*** 阅读材料
Taildir Source适合用于监听多个实时追加的文件，并且能够实现断点续传。

Taildir Source维护了一个json格式的position File，其会定期的往position File中更新每个文件读取到的最新的位置，因此能够实现断点续传。

需求：

使用Flume监听整个目录的实时追加文件，并上传至HDFS

步骤：

创建配置文件taildir-flume-hdfs.conf

a1.sources = r1
a1.sinks = k1
a1.channels = c1

# Describe/configure the source
a1.sources.r1.type = TAILDIR
a1.sources.r1.filegroups = f1 f2
# 必须精确到文件，可以写匹配表达式匹配多个文件
a1.sources.r1.filegroups.f1 = /opt/module/flume/files1/.*file.*
a1.sources.r1.filegroups.f2 = /opt/module/flume/files2/.*log.*
# 实现断点续传的文件存放位置 不改有默认位置也能实现断点续传
a1.sources.r1.positionFile = /opt/module/flume/taildir_position.json

# Describe the sink
a1.sinks.k1.type = hdfs
a1.sinks.k1.hdfs.path = hdfs://hadoop102:8020/flume/%Y%m%d/%H
#上传文件的前缀
a1.sinks.k1.hdfs.filePrefix = log-
#是否使用本地时间戳
a1.sinks.k1.hdfs.useLocalTimeStamp = true
#积攒多少个Event才flush到HDFS一次
a1.sinks.k1.hdfs.batchSize = 100
#设置文件类型，可支持压缩
a1.sinks.k1.hdfs.fileType = DataStream

#多久生成一个新的文件
a1.sinks.k1.hdfs.rollInterval = 30
#设置每个文件的滚动大小大概是128M
a1.sinks.k1.hdfs.rollSize = 134217700
#文件的滚动与Event数量无关
a1.sinks.k1.hdfs.rollCount = 0

# Use a channel which buffers events in memory
a1.channels.c1.type = memory
a1.channels.c1.capacity = 1000
a1.channels.c1.transactionCapacity = 100

# Bind the source and sink to the channel
a1.sources.r1.channels = c1
a1.sinks.k1.channel = c1

测试

启动监控文件夹命令

[hadoop@hadoop102 flume]$ bin/flume-ng agent --conf conf/ --name a1 --conf-file conf/taildir-flume-hdfs.conf

创建/opt/module/flume/files1/目录、file1文件和/opt/module/flume/files2/目录、log1文件

echo hello >> file1
echo hello1 >> log1

查看hdfs中文件夹

3、Flume企业开发案例之复制(单数据源多出口)
******
*** 摘录材料
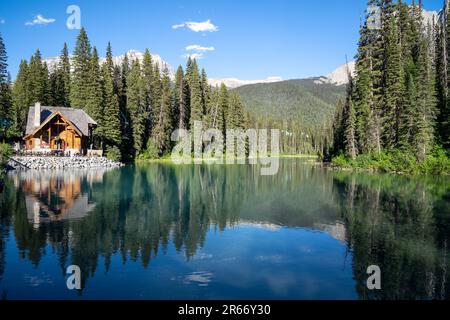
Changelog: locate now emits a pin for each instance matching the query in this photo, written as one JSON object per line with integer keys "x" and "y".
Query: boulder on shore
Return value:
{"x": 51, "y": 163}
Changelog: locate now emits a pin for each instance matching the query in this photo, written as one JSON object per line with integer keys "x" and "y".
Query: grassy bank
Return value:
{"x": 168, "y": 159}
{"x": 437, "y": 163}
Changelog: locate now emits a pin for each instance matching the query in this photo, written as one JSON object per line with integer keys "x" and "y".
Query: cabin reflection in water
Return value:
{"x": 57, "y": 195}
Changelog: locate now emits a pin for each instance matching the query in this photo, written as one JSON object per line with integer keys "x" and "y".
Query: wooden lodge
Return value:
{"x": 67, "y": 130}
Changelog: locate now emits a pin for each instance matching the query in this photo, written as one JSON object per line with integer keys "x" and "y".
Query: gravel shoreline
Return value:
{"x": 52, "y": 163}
******
*** 摘录材料
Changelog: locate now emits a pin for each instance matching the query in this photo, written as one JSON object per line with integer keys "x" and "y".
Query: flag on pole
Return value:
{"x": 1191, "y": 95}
******
*** 摘录材料
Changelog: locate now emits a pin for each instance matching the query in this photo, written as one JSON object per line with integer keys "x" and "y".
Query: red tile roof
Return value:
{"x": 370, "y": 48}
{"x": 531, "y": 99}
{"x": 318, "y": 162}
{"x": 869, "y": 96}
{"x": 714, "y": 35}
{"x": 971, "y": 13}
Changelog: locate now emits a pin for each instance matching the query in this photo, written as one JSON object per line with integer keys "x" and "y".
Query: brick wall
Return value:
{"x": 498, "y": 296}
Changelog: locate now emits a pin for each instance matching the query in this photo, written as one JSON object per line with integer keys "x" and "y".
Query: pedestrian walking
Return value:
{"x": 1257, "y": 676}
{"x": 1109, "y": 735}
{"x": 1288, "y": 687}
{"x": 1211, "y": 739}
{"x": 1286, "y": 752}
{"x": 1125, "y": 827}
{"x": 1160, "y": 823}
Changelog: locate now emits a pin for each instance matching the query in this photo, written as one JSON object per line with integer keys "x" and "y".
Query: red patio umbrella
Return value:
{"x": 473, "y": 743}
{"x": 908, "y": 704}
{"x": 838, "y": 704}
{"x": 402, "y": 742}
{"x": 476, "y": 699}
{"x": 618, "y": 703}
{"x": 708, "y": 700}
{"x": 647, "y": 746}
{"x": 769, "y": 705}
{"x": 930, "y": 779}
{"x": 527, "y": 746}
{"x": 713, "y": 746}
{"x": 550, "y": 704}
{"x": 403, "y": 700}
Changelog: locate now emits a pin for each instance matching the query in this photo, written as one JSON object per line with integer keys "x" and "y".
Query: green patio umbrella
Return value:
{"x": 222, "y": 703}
******
练习题目
a) 根据阅读材料，Taildir Source 为什么能够实现断点续传？
b) 在记录中找出所有含有字符串“umbrella”的行，并逐行照录。

逐题解答
a) 因为 Taildir Source 维护了一个 json 格式的 position File，并会定期往其中更新每个文件读取到的最新位置，所以能够实现断点续传。

b)
Query: red patio umbrella
Query: green patio umbrella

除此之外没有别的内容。